▶ What the task requires: Leave out the images and set down the records below exactly.

▶ Material provided:
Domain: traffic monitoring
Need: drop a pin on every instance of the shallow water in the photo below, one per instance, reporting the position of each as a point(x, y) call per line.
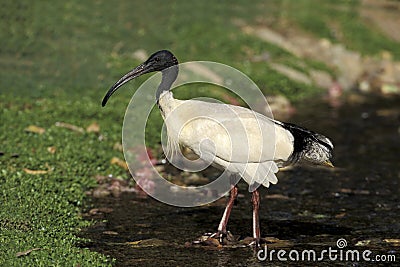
point(309, 208)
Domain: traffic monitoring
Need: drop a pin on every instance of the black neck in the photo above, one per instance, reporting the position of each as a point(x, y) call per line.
point(169, 76)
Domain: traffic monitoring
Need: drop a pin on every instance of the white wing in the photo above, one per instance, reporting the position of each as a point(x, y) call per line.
point(235, 138)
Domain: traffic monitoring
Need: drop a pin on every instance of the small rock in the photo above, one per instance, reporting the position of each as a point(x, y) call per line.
point(35, 129)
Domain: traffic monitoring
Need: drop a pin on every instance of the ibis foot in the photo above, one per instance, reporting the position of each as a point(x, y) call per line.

▶ Solution:
Domain: traffic monitoring
Need: drop a pin on every instance of the shallow water in the photo below, one per instance, reporting the position of each as a point(x, y) call per line.
point(309, 208)
Domain: traffic monitoring
Need: drop a pin on every instance of the black neck in the photo above, one per instance, reporting the position of each as a point(x, y) call per line.
point(169, 76)
Domain: traffic monitoring
Need: drop a pin on every instance of the white wing in the photo above, one per instance, reporting the position of each as a point(x, y) call per line.
point(235, 138)
Domain: traffic monitoring
Need: drop a pin on every instance of the small rock in the photo above, one per instance, reporting the position of each as a point(x, y) call per line.
point(35, 129)
Domain: traffic monitoring
Need: drop a pin on every instance of the ibis foot in the photo above, one per instance, reporting the position of each as a point(x, y) call per line.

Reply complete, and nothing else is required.